*Material supplied:*
■ ■ ■ ■ ■ ■ ■
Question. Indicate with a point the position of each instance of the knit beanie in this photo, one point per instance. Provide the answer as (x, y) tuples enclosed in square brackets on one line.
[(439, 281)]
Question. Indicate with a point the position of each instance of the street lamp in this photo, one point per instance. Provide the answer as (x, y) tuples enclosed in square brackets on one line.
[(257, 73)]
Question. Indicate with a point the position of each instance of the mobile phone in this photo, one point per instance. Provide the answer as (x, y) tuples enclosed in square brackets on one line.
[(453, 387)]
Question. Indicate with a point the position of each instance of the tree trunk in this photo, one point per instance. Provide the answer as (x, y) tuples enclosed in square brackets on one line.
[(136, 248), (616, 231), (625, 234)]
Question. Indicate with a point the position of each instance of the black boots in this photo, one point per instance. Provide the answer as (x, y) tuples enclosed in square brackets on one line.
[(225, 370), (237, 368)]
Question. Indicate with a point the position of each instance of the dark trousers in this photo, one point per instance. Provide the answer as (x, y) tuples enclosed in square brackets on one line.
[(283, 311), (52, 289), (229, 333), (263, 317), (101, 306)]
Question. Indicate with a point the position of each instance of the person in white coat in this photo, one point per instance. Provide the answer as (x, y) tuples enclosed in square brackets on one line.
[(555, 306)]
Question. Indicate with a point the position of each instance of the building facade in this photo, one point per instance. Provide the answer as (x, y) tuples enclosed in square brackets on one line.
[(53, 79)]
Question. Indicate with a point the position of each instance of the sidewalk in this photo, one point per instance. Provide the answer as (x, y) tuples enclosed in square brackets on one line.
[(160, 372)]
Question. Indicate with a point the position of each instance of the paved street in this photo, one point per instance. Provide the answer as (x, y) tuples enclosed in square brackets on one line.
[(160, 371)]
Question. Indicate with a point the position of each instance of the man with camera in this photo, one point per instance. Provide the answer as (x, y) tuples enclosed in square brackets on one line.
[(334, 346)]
■ ■ ■ ■ ■ ■ ■
Reproduce all the records with every "Indicate" replaced by "Mark", changing nothing else.

Question. Mark with a point the position of each instance of the knit beanie in this photo, one point per instance. Provide the answer as (x, y) tuples enclosed in square brackets on one line.
[(439, 281)]
Question. Mark with a point the position of each instance of the street lamp in this photo, one point per instance. Provide the answer as (x, y) tuples enclosed in square brackets on one line.
[(257, 73)]
Question. Mark with a point the position of each instance of the mobile phone in this photo, one point per instance. Provide the answer as (x, y) tuples enclosed in square brackets on one line.
[(453, 387)]
Question. Mark with a point the position of each instance of the tree trunk in this photo, one point per instance. Provide the answer as (x, y) tuples enclosed in square brackets on one line.
[(136, 248), (616, 231), (625, 234)]
Question. Mark with a point the position of each instance of the black boots in this photo, one point per instance. Provide the answer as (x, y) tuples enclosed in square brackets on one line.
[(225, 370), (237, 368)]
Question. Mark with a point the position of each instance of the dark trousers in this photo, one point per instance. Provide the answer as (x, y) tuples enclosed in square brackets on one line.
[(283, 311), (52, 289), (229, 333), (263, 317), (101, 306)]
Question. Mark with a point the position of each instance of the person in white coat in this photo, one point per instance. Provide the answer as (x, y) tuples enclosed in square brackets on one line.
[(555, 306)]
Question. Mark with a point the position of each instance of the building facade in this photo, one point per instance. Provide the answer as (x, y) tuples enclosed in square brackets on one line.
[(53, 79)]
Question. Mark with a point the position of each instance of the sidewalk in this photo, one point per instance. Provide the answer as (x, y) tuples enclosed in square brackets on one line.
[(160, 372)]
Question. Mark with a point the position of each instance of the paved street in this photo, one point per instance. Provide the answer as (x, y) tuples enclosed in square brackets on one line.
[(160, 371)]
Question. Mark with a point the position of each instance of the man with camera in this photo, one point per instance. Provide the answer as (x, y) tuples enclosed in square brackets on one line.
[(334, 346)]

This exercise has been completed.